Objetivo declarado:
Segundo o texto citado, a que área foi dedicada a jornada do Roteiro para a Ciência realizada nos Açores?

Texto citado:
------------------------------------------------------------------------
Este pluralismo, e a riqueza que dele se retira, constituem um património que a vós, Senhores Deputados, cabe preservar. A diversidade de opiniões é atestado da maturidade da vida pública da Região e do empenhamento cívico das suas gentes.

Estou certo de que os Deputados desta Assembleia têm o sentido de responsabilidade necessário para assegurar um relacionamento saudável com as autoridades da República e de que estas estão empenhadas no desenvolvimento de um diálogo frutuoso com os órgãos de Governo próprio da Região.

Estou certo, também, que o pluralismo espelhado nestas bancadas é um valor essencial, que jamais será posto em causa. Daí a minha esperança de que, em articulação com os poderes centrais e através da obtenção de consensos quanto aos grandes desígnios insulares, será possível aprofundar de forma equilibrada a autonomia dos Açores e promover o seu progresso.

Senhores Deputados,

Ao visitar os Açores, não podia perder de vista a importância que o mar possui para esta Região. Os Açores sempre constituíram uma plataforma fundamental de apoio à navegação e ao início das rotas comerciais atlânticas. Foi a partir destas ilhas que se fixou uma das mais importantes bases da expansão marítima portuguesa, o que mostra a singularidade histórica dos Açores e o seu papel natural de ponto de encontro da terra com o mar.

Por isso, ao realizar aqui uma jornada do Roteiro para a Ciência dedicada às Ciências e Tecnologias do Mar, pretendi associar a minha visita à preocupação pelos oceanos, que expressei desde o início do meu mandato.
------------------------------------------------------------------------
Linhas:
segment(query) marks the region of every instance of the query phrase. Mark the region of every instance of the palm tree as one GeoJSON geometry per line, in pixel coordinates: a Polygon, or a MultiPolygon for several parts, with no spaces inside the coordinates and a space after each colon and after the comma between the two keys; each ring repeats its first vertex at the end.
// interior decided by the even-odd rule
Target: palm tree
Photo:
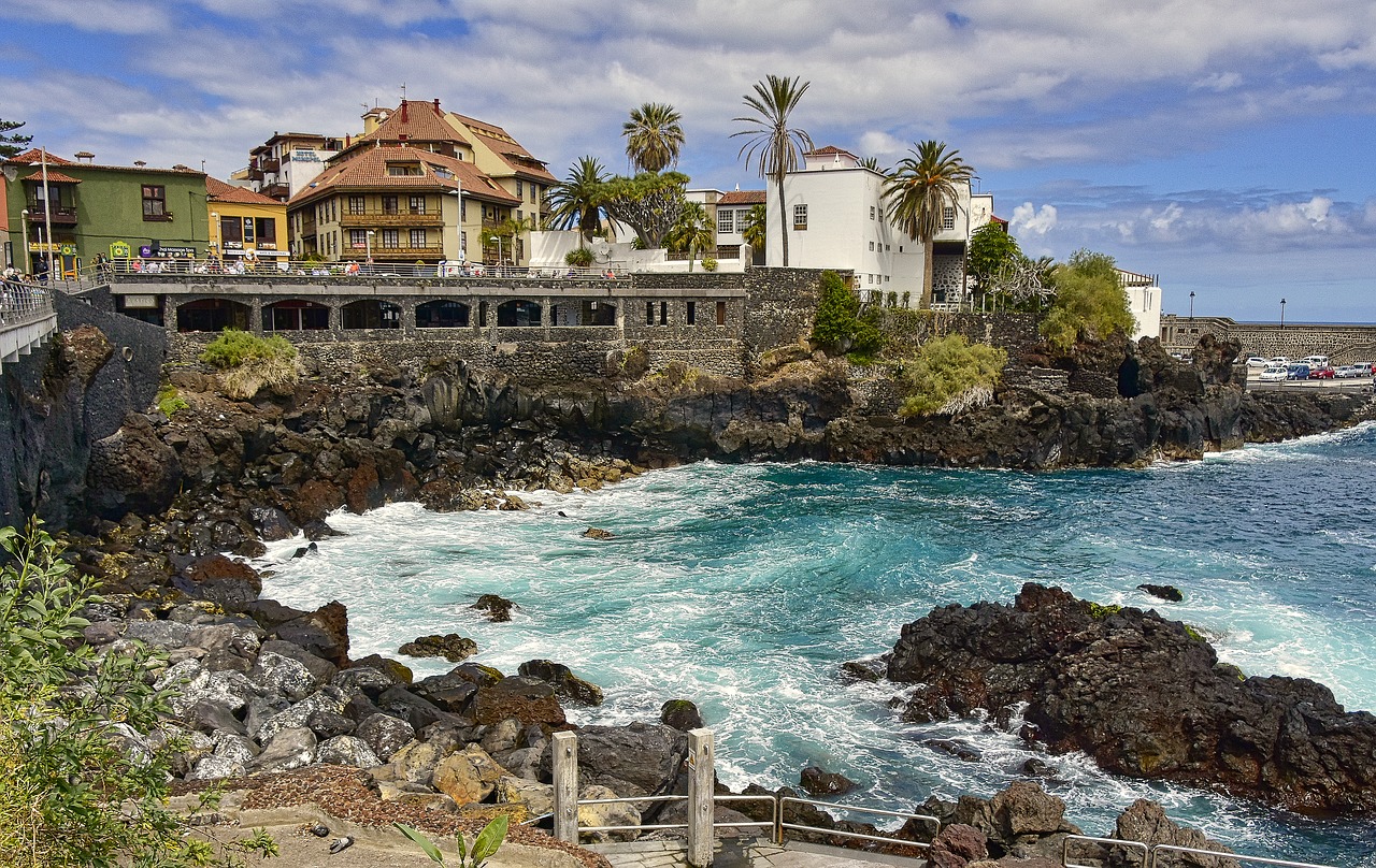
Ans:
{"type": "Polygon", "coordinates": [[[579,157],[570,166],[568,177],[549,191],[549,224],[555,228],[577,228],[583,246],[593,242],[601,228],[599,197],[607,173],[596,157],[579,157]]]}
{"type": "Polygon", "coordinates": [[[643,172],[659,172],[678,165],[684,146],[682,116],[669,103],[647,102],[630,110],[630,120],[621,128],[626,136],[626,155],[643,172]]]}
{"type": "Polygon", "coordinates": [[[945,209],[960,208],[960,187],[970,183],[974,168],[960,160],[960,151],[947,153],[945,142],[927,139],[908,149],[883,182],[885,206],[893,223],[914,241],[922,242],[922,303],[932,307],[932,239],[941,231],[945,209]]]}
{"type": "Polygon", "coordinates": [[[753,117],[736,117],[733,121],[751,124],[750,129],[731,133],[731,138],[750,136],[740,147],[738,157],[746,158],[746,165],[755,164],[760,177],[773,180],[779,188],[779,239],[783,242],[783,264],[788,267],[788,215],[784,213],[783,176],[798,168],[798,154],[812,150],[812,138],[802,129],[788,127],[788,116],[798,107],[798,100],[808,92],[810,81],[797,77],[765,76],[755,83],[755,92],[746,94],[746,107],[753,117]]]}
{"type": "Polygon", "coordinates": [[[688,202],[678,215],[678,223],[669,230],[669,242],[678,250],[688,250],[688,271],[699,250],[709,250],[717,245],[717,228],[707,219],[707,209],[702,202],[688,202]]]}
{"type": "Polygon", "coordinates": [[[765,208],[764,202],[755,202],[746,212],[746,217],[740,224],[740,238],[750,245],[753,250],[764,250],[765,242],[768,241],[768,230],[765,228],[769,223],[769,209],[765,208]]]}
------------------------------------------------------------------------
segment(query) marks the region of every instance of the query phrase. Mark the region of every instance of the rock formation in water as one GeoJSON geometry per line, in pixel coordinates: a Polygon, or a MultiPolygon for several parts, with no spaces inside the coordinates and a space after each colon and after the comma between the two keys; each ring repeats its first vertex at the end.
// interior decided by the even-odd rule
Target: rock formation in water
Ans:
------------------------------------------------------------------------
Resposta esperada:
Às Ciências e Tecnologias do Mar.